Task
Copy each of the items below word for word, without changing anything.

═══

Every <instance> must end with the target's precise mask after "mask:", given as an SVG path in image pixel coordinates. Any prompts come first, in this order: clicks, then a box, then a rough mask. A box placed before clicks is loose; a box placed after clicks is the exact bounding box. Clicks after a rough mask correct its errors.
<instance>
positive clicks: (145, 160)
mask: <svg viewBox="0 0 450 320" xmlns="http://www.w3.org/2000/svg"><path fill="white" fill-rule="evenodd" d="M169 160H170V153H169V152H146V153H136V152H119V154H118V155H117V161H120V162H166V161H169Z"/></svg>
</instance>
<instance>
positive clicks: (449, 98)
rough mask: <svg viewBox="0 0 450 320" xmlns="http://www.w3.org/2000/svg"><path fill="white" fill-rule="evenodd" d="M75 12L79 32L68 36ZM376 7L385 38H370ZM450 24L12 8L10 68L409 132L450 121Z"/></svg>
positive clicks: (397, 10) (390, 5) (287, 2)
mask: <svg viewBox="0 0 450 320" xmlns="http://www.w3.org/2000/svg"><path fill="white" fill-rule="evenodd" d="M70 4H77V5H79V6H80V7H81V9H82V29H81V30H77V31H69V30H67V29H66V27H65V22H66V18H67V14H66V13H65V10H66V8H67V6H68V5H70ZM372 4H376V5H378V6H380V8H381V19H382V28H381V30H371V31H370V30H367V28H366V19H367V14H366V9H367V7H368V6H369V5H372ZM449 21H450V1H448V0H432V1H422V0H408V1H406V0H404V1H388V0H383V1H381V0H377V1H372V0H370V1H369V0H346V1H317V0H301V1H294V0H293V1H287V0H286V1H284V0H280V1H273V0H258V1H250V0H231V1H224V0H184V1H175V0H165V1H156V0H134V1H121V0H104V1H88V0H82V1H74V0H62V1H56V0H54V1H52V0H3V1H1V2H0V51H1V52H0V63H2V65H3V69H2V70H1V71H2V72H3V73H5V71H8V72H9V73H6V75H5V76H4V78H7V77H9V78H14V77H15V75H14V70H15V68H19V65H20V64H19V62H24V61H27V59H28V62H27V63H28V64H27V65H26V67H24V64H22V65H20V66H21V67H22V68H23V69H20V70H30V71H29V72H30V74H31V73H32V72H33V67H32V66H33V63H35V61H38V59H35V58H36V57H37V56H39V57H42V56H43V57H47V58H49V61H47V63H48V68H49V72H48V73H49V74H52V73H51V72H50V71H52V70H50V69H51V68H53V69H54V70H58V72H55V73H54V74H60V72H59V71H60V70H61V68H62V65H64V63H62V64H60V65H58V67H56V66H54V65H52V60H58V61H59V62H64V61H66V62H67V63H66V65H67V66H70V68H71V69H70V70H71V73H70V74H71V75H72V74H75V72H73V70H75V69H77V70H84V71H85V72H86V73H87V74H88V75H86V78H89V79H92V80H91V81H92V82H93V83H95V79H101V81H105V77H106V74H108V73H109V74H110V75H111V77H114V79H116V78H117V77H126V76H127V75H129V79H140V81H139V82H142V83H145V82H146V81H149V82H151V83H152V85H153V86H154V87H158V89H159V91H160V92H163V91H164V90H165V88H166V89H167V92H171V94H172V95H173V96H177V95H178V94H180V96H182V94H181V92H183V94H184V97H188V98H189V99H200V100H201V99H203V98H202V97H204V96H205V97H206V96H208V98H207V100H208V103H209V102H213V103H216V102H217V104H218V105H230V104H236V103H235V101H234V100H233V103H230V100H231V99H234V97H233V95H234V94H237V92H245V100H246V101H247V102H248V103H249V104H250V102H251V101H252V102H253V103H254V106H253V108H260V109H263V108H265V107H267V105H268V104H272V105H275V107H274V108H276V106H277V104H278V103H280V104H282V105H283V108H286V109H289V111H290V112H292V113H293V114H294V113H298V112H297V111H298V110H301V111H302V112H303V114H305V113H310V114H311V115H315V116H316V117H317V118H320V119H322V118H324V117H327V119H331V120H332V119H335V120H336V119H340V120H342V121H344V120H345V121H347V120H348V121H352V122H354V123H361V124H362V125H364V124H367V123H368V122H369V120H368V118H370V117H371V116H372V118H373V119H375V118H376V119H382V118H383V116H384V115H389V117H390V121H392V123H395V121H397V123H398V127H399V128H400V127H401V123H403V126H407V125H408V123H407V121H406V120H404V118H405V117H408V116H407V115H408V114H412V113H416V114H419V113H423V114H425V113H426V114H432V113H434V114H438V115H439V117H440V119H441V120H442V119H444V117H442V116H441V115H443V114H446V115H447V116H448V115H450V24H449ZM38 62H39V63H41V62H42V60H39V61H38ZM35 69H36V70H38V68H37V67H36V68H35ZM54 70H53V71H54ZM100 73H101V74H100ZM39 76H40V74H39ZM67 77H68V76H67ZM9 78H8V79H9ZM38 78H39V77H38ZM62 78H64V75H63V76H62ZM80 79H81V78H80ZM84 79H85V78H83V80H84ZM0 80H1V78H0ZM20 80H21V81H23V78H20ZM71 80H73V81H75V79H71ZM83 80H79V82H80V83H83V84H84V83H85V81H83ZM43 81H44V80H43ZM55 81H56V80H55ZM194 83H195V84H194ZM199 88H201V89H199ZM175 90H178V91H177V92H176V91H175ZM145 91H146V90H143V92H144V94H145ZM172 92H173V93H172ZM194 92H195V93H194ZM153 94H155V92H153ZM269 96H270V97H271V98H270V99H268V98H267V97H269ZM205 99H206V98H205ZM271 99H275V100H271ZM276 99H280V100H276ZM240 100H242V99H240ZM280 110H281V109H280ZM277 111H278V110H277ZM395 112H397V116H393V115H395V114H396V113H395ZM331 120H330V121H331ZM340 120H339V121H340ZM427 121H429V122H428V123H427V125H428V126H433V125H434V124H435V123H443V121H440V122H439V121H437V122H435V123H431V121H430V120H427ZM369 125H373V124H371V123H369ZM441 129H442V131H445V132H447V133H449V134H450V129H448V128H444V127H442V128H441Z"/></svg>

═══

Solution
Every <instance> must end with the target's precise mask after "mask:", given as an SVG path in image pixel coordinates. Any prompts come first, in this order: clicks, then a box, then a rough mask. A box placed before clicks is loose; a box placed after clicks is the exact bounding box. Clicks after a rough mask correct its errors.
<instance>
positive clicks: (145, 160)
mask: <svg viewBox="0 0 450 320" xmlns="http://www.w3.org/2000/svg"><path fill="white" fill-rule="evenodd" d="M169 160H170V153H169V152H146V153H136V152H119V154H118V155H117V161H120V162H166V161H169Z"/></svg>
</instance>
<instance>
positive clicks: (449, 98)
rough mask: <svg viewBox="0 0 450 320" xmlns="http://www.w3.org/2000/svg"><path fill="white" fill-rule="evenodd" d="M75 12L79 32L68 36ZM376 7L385 38H370ZM450 24L12 8L10 68L409 132L450 121Z"/></svg>
positive clicks: (397, 10) (390, 5) (287, 2)
mask: <svg viewBox="0 0 450 320" xmlns="http://www.w3.org/2000/svg"><path fill="white" fill-rule="evenodd" d="M70 4H77V5H79V6H80V7H81V9H82V29H81V30H77V31H69V30H67V29H66V27H65V22H66V18H67V14H66V13H65V10H66V8H67V6H68V5H70ZM372 4H376V5H378V6H380V8H381V19H382V28H381V30H371V31H370V30H367V28H366V19H367V14H366V9H367V7H368V6H369V5H372ZM449 21H450V1H448V0H432V1H422V0H408V1H406V0H404V1H388V0H383V1H381V0H377V1H372V0H370V1H369V0H346V1H317V0H301V1H294V0H293V1H287V0H286V1H284V0H280V1H273V0H258V1H250V0H231V1H224V0H184V1H175V0H165V1H156V0H134V1H121V0H104V1H88V0H82V1H74V0H62V1H56V0H54V1H52V0H3V1H1V2H0V51H1V52H0V63H2V65H3V69H2V70H1V71H2V72H3V73H5V71H8V72H9V73H6V75H5V76H4V78H7V77H9V78H14V77H15V75H14V70H15V68H19V65H20V64H19V62H24V61H27V59H28V62H27V63H28V64H27V65H26V67H24V64H22V65H20V66H21V67H22V68H23V69H20V70H30V71H29V72H30V74H31V73H32V72H33V67H32V66H33V63H35V61H38V59H35V58H36V57H37V56H39V57H42V56H43V57H47V58H49V61H47V63H48V68H49V72H48V73H49V74H52V73H51V72H50V71H52V70H50V69H51V68H53V69H54V70H58V72H55V73H54V74H60V72H59V71H60V70H61V68H62V65H64V63H62V64H60V65H58V67H56V66H54V65H52V60H58V61H59V62H64V61H66V62H67V63H66V65H67V66H70V68H71V69H70V70H71V73H70V74H71V75H72V74H75V72H73V70H75V69H77V70H84V71H85V72H86V73H87V74H88V75H86V78H89V79H92V80H91V81H92V82H93V83H95V79H101V81H105V77H106V74H108V73H109V74H110V75H111V77H114V79H116V78H117V77H126V76H127V75H129V79H140V81H139V82H142V83H145V82H146V81H149V82H151V83H152V85H153V86H154V87H158V89H159V91H160V92H163V91H164V90H165V88H166V89H167V92H171V94H172V95H173V96H177V95H178V94H180V96H182V94H181V92H183V94H184V97H188V98H189V99H200V100H201V99H203V98H202V97H204V96H205V97H206V96H208V98H207V100H208V103H209V102H213V103H216V102H217V104H218V105H230V104H236V103H235V101H234V100H233V103H230V100H231V99H234V97H233V95H234V94H237V92H245V100H246V101H247V102H248V103H249V104H250V102H251V101H252V102H253V103H254V106H253V108H260V109H263V108H265V107H267V105H268V104H272V105H275V107H274V108H276V106H277V104H278V103H280V104H282V105H283V108H286V109H289V111H290V112H292V113H293V114H294V113H298V112H297V111H298V110H301V111H302V112H303V114H305V113H310V114H311V115H315V116H316V117H317V118H320V119H322V118H324V117H327V119H331V120H332V119H335V120H336V119H340V120H342V121H344V120H345V121H347V120H348V121H352V122H354V123H361V124H362V125H364V124H367V123H368V122H369V120H368V118H370V117H371V116H372V118H373V119H375V118H376V119H382V118H383V116H384V115H389V117H390V121H392V123H395V121H397V123H398V127H399V128H400V127H401V123H403V126H407V125H408V123H407V121H406V120H404V118H405V117H408V116H407V115H408V114H412V113H416V114H419V113H423V114H425V113H426V114H432V113H434V114H438V115H439V117H440V119H441V120H442V119H444V117H442V116H441V115H443V114H446V115H447V116H448V115H450V24H449ZM38 62H39V63H41V62H42V60H39V61H38ZM35 69H36V70H38V68H37V67H36V68H35ZM54 70H53V71H54ZM100 73H101V74H100ZM39 76H40V74H39ZM67 77H68V76H67ZM9 78H8V79H9ZM38 78H39V77H38ZM62 78H64V75H63V76H62ZM80 79H81V78H80ZM84 79H85V78H83V80H84ZM0 80H1V78H0ZM20 80H21V81H23V78H20ZM71 80H73V81H75V79H71ZM83 80H79V82H80V83H83V84H84V83H85V81H83ZM43 81H44V80H43ZM55 81H56V80H55ZM194 83H195V84H194ZM199 88H201V89H199ZM175 90H178V91H177V92H176V91H175ZM145 91H146V90H143V92H144V94H145ZM172 92H173V93H172ZM194 92H195V93H194ZM153 94H155V92H153ZM269 96H270V97H271V98H270V99H268V98H267V97H269ZM205 99H206V98H205ZM271 99H275V100H271ZM276 99H280V100H276ZM240 100H242V99H240ZM280 110H281V109H280ZM277 111H278V110H277ZM395 112H397V116H393V115H395V114H396V113H395ZM331 120H330V121H331ZM340 120H339V121H340ZM427 121H429V122H428V123H427V125H428V126H433V125H434V124H435V123H443V121H440V122H439V121H437V122H435V123H431V121H430V120H427ZM369 125H373V124H371V123H369ZM441 129H442V131H445V132H447V133H449V134H450V129H448V128H444V127H442V128H441Z"/></svg>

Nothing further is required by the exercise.